*Excerpt provided:*
╔══

So too is Test captain of the 1970s and 1980s Greg Chappell and Ian Healy, who kept wicket to Warne for the first half of the King of Spin’s international career.
Recently retired Wimbledon, Australian Open and French Open-winning tennis great Ash Barty has joined Warne as an AO appointee in the Queen’s Birthday Honours List.
Warne took 708 wickets with his right-arm leg breaks across 145 Tests between 1992 and 2007.
That tally has only been bettered by Sri Lankan right-arm off spinner Muttiah Muralitharan, who took 800 scalps in 133 Tests from 1992 to 2010.
Daily Mail Australia revealed in the days after his death in March that history’s greatest spin bowler would finally be honoured his country. Warne, who died on March 4 in Thailand, has been made an Officer of the Order of Australia, the second highest level in the award system
Warne revolutionised cricket with his mastery of the once-dying art of leg spin bowling, challenging decades of dominance by the game’s pacemen.
The only Australian whose cricket achievements unequivocally surpass Warne’s is Sir Donald Bradman, whose 6,996 runs in 52 Tests at an average of 99.94 may never be beaten.

╚══

*Data segment:*
╔══

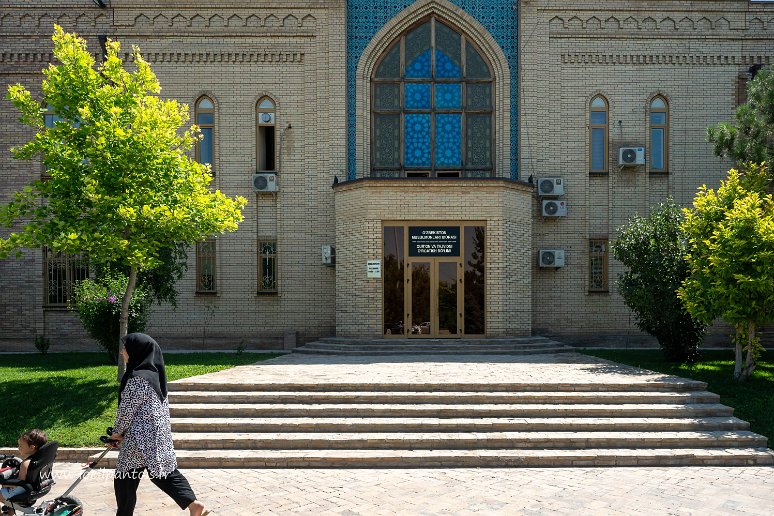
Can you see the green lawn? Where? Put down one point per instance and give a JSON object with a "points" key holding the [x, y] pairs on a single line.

╚══

*Aim 1:* Using the passage about Shane Warne, mark each statement yes or no and quote the words that settle it: (a) Warne played 145 Tests between 1992 and 2007. (b) Warne died in Sri Lanka. (c) An Officer of the Order of Australia is the highest level in the award system.
*Aim 2:* According to the passage about Shane Warne, how many Tests did Sir Donald Bradman play?
*Aim 3:* Write the next few sentences of the passage about Shane Warne, picking up after its last sentence.
The data above isn't needed for any of this.

*Task output 1:*
(a) Yes: "Warne took 708 wickets with his right-arm leg breaks across 145 Tests between 1992 and 2007."
(b) No: "Warne, who died on March 4 in Thailand"
(c) No: "the second highest level in the award system"

*Task output 2:* He played 52 Tests.

*Task output 3:*
Bradman received the nation’s highest current honour when was made a Companion of the Order of Australia in 1979 – 30 years after he was knighted by the Queen.
Sportsmen and women are rarely considered for appointment as ACs.
In the existing sporting AC ranks are record-breaking Olympic swimmer Dawn Fraser, and tennis champions Rod Laver, Margaret Court, Evonne Goolagong Cawley and Roy Emerson.
Others to be made ACs are track stars Marjorie Jackson-Nelson, John Landy, Betty Cuthbert and Herb Elliott, as well as Wallaby and former Sydney Lord Mayor Sir Nicholas Shehadie.
Shane Warne’s children Brooke, Jackson and Summer gather with their mother Simone Callaghan at the leg-spinning maestro’s statue outside the Melbourne Cricket Ground following his death in Thailand
Appointments in the Order of Australia are not usually made posthumously but if a candidate is put forward before his or her death their nomination can still be considered.
A well-placed source told Daily Mail Australia in March that Warne had been nominated and the appropriate forms received by the Australian Honours and Awards Secretariat before his death.
Warne was one of 23 deceased recipients of Queen’s Birthday awards to be honoured this year.
His contemporaries Mark Waugh, Matthew Hayden and Justin Langer are below him as Members of the Order of Australia (AM), as are seam bowler Glenn McGrath and wicketkeeper/batsman Adam Gilchrist.
Trinidadian master batsman Brian Lara and his Indian equivalent Sachin Tendulkar are Members of the Order of Australia, despite not being citizens.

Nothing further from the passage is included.